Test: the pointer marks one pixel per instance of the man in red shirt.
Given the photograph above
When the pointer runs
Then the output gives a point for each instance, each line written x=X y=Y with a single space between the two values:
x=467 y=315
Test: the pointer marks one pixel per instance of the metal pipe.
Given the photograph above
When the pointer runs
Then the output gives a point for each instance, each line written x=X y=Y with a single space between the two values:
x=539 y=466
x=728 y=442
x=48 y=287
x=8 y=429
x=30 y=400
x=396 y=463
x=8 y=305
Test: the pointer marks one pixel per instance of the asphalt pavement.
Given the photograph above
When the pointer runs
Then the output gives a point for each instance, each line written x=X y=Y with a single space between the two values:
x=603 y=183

::::

• Goal: Rescale the records above by writing out every line again, requests included. Multiply each x and y coordinate in the answer points by 1.8 and round to the nearest whole number, with halves rounding up.

• Result for this task:
Test: the pointer marks one pixel per instance of the man in red shirt.
Given the photograph above
When the pointer runs
Then the output gives a point for each instance, each line written x=X y=Y with a single space between the two values:
x=841 y=567
Test: the pointer marks one pixel per instance of the metal pipe.
Given the photograph above
When the pointer runs
Then the output gives a point for each instance, each line written x=X y=Y with a single space between the two values:
x=970 y=839
x=1310 y=796
x=86 y=517
x=14 y=772
x=54 y=720
x=713 y=833
x=14 y=549
Test: the pointer marks one pixel per instance of the asphalt pavement.
Given the photograph above
When the pointer runs
Then the output gives a point for each instance, each line written x=X y=Y with a single space between the two values:
x=1085 y=329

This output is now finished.